▸ GIVEN PASSAGE
• • • •
Updated: Oct 23, 2020
Just like the checkout funnel analysis, conducting a shopping funnel analysis can also be a very effective way of drastically improving a website’s sales/conversions in a short span of time.
The main goal of a shopping funnel analysis is to reduce shopping abandonment as much as possible. Shopping abandonment is when a customer visits your website, initiates some sort of shopping activity but doesn’t complete the checkout for whatever reason. Shopping activities may include:
· Viewing/Clicking an internal promotion
· Looking at a product list
· Clicking on one of the products in a product list
· Looking at a product description
· Adding/Removing products from the shopping cart
· Starting the checkout process
· Redeeming a discount code/voucher
· Making a purchase
· Asking for a refund
If you use Google Analytics, you can conduct a Shopping Funnel Analysis with the following reports:
· Funnel Visualization Report
· Goal Flow Report
· Shopping Behaviour Analysis Report (The best one, in my opinion)
Below is an example of a Shopping Behaviour Analysis Report
*Please note that the Shopping Behaviour Analysis report is only available if you have Enhanced Ecommerce Tracking active in your Google Analytics.
• • • •
▸ SUPPLIED DATA
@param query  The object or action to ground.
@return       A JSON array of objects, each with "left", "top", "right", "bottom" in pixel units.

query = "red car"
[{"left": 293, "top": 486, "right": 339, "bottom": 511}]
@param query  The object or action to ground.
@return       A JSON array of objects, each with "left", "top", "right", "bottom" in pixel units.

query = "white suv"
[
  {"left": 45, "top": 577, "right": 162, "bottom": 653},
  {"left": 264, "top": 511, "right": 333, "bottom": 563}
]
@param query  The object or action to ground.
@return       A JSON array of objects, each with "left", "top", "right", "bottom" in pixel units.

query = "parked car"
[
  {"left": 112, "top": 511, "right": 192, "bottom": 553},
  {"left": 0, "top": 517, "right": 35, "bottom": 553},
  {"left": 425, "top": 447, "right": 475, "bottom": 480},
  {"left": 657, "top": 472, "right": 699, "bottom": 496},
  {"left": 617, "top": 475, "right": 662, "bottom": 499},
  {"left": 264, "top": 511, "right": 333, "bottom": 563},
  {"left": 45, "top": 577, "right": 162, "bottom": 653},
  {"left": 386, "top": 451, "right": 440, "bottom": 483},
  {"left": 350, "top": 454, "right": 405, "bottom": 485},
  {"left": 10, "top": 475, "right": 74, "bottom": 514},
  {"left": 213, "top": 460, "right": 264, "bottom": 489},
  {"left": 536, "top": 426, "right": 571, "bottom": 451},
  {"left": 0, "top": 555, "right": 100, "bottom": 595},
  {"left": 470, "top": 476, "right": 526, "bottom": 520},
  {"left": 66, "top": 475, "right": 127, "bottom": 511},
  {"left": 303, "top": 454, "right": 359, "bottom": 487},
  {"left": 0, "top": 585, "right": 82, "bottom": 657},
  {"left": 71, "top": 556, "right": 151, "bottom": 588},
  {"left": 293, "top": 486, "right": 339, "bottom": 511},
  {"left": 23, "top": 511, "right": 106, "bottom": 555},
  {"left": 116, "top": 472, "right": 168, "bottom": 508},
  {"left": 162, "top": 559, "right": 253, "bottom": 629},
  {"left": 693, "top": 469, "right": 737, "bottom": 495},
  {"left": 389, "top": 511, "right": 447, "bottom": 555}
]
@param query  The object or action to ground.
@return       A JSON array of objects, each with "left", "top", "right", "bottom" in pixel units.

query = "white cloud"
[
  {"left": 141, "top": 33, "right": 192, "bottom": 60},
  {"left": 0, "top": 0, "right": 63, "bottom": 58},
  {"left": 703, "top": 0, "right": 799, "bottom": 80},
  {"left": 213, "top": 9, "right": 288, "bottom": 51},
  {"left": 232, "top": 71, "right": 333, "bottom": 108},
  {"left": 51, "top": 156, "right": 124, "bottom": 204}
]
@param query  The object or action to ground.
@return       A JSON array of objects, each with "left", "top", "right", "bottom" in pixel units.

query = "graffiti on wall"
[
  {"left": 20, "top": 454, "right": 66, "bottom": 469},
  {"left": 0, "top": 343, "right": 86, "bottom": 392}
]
• • • •
▸ REQUIREMENT A
Repeat the stretch of the shopping funnel passage from "The main goal" through "in my opinion)".
▸ REQUIREMENT B
Answer these questions from the shopping funnel passage:
(i) What is the main goal of a shopping funnel analysis?
(ii) Which Google Analytics report does the writer call the best one?
(iii) What must be active in Google Analytics for that report to be available?

▸ PROBLEM SOLUTION A
The main goal of a shopping funnel analysis is to reduce shopping abandonment as much as possible. Shopping abandonment is when a customer visits your website, initiates some sort of shopping activity but doesn’t complete the checkout for whatever reason. Shopping activities may include:
· Viewing/Clicking an internal promotion
· Looking at a product list
· Clicking on one of the products in a product list
· Looking at a product description
· Adding/Removing products from the shopping cart
· Starting the checkout process
· Redeeming a discount code/voucher
· Making a purchase
· Asking for a refund
If you use Google Analytics, you can conduct a Shopping Funnel Analysis with the following reports:
· Funnel Visualization Report
· Goal Flow Report
· Shopping Behaviour Analysis Report (The best one, in my opinion)

▸ PROBLEM SOLUTION B
(i) To reduce shopping abandonment as much as possible.
(ii) The Shopping Behaviour Analysis Report.
(iii) Enhanced Ecommerce Tracking.